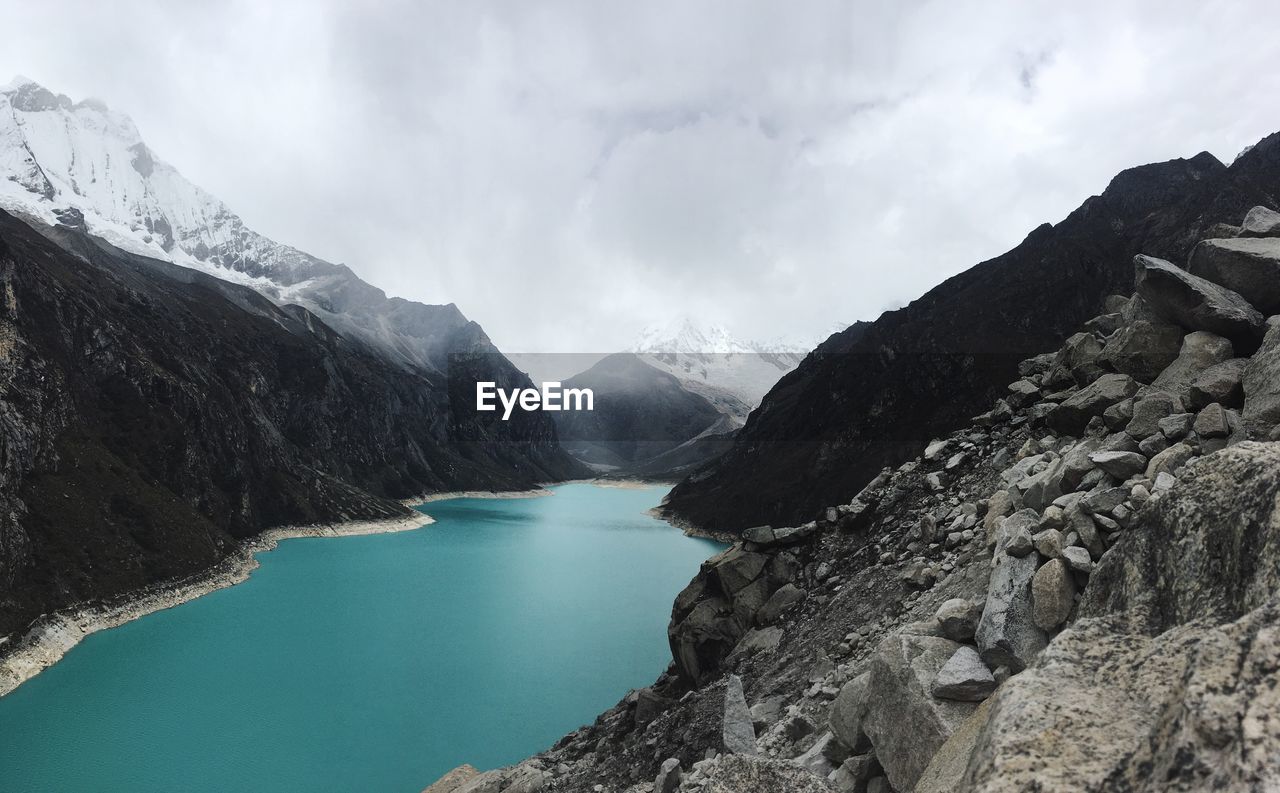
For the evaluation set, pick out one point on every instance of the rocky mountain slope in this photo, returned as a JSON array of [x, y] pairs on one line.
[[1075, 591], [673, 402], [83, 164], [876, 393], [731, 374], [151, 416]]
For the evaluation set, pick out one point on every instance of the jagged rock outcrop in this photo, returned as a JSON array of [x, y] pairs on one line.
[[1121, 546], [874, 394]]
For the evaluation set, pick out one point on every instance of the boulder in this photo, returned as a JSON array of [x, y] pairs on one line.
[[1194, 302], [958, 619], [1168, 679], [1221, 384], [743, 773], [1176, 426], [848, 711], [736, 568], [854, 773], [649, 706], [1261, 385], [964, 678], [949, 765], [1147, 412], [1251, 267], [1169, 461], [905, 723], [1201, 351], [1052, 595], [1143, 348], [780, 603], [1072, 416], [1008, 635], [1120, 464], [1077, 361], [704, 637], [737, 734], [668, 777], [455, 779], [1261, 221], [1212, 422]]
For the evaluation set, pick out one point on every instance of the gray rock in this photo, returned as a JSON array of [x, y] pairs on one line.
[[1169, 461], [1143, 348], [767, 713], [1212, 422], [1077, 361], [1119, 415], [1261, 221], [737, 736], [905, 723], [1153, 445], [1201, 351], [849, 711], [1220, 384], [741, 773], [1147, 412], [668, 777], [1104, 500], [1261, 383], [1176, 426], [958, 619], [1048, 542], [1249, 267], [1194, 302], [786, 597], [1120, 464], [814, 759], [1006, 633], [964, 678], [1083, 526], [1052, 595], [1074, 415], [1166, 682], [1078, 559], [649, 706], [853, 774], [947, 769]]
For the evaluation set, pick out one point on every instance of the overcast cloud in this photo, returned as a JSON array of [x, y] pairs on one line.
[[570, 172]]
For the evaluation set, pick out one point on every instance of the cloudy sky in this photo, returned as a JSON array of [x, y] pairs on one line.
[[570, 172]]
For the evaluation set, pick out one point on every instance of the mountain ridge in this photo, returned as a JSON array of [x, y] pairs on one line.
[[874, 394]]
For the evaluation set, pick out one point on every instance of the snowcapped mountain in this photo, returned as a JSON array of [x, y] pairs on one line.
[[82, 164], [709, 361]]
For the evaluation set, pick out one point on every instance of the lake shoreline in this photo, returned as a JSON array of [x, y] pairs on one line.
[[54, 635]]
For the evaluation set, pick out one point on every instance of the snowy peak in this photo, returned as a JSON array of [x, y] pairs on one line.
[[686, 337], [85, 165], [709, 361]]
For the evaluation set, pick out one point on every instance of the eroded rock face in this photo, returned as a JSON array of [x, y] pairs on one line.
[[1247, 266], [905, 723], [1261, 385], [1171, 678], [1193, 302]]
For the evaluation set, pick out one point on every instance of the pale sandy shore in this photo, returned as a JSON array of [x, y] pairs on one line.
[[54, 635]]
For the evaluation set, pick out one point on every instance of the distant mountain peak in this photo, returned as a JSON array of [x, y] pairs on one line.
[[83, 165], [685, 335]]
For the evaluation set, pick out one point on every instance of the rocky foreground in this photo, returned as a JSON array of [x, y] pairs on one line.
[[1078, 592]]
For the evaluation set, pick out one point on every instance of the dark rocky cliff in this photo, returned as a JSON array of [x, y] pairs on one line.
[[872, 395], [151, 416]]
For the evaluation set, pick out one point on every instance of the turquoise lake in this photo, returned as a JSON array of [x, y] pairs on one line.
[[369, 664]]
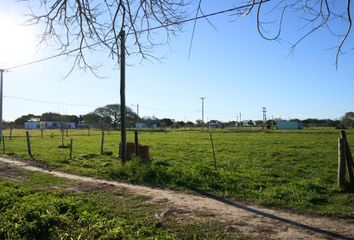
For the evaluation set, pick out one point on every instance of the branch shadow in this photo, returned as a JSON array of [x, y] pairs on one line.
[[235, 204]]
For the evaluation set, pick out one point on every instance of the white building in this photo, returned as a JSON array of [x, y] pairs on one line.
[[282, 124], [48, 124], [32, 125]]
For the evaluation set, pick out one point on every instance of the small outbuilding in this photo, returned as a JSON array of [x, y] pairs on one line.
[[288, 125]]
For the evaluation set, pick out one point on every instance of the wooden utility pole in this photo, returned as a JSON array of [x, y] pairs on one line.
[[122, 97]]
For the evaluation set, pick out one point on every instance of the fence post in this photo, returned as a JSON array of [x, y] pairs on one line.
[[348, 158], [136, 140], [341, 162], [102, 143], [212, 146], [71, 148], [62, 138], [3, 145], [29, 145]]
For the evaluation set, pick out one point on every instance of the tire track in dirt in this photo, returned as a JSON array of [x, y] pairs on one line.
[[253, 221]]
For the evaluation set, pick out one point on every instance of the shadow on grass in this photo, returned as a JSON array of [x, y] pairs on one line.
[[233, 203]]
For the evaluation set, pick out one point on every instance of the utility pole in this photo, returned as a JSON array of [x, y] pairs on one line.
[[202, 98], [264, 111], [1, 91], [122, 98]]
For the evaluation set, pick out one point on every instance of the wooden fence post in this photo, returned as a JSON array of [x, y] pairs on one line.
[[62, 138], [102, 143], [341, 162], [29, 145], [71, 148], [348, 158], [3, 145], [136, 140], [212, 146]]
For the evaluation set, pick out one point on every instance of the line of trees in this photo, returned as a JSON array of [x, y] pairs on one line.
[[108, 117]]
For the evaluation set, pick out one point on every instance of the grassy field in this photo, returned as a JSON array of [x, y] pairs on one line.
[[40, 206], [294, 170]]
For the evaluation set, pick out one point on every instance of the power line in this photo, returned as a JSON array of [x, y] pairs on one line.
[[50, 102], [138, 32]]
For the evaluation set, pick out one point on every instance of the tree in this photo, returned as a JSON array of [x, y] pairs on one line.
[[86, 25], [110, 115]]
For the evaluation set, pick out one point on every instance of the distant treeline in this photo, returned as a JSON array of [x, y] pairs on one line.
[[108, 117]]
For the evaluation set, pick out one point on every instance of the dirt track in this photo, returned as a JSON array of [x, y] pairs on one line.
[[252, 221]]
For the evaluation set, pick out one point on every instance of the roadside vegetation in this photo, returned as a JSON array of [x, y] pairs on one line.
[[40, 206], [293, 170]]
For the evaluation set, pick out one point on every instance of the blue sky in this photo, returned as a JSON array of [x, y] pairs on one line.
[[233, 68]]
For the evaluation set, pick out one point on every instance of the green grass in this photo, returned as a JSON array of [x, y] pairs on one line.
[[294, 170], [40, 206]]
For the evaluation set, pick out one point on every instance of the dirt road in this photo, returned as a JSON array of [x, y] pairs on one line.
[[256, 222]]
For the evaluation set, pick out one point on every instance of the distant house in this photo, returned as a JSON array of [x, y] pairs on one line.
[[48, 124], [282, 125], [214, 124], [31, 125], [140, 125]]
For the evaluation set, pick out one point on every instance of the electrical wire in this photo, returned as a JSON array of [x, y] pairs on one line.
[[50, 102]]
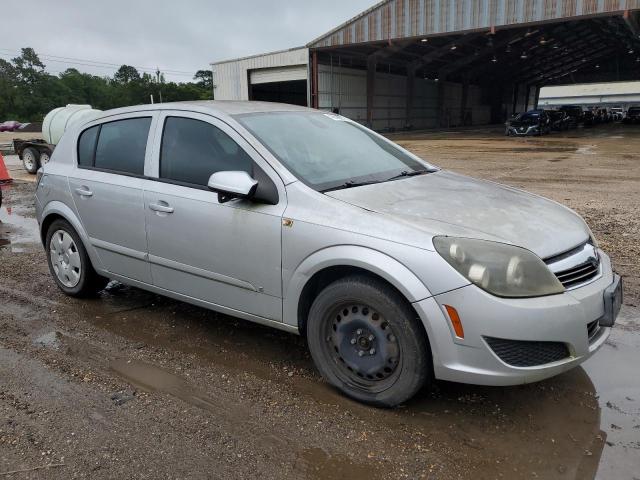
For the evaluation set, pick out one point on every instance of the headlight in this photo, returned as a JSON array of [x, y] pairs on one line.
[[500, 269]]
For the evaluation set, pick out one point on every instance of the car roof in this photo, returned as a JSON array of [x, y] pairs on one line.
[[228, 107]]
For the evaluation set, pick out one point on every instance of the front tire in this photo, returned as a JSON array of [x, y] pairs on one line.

━━━━━━━━━━━━━━━━━━━━━━━━━━━━━━

Reproduce everything from the line containing "of the shadow" down to the line containing "140], [212, 146]]", with both of those lines included.

For the evaluation set, pick out one point on every instance of the shadow on grass in this photo, returned as a JSON array of [x, y] pairs on one line.
[[233, 203]]
For the evaluation set, pick out one point on every instance of the utility pole in this photo, returned as a JSON array of [x, y] pairs on one line.
[[202, 98], [264, 111], [1, 91], [122, 98]]
For the evaluation set, pick out one point on every instance of the wooden fence post in this photo, returned as a JSON array of [x, y] pairs on one line.
[[62, 138], [102, 143], [341, 162], [29, 145], [71, 148], [348, 158], [3, 145], [136, 140], [212, 146]]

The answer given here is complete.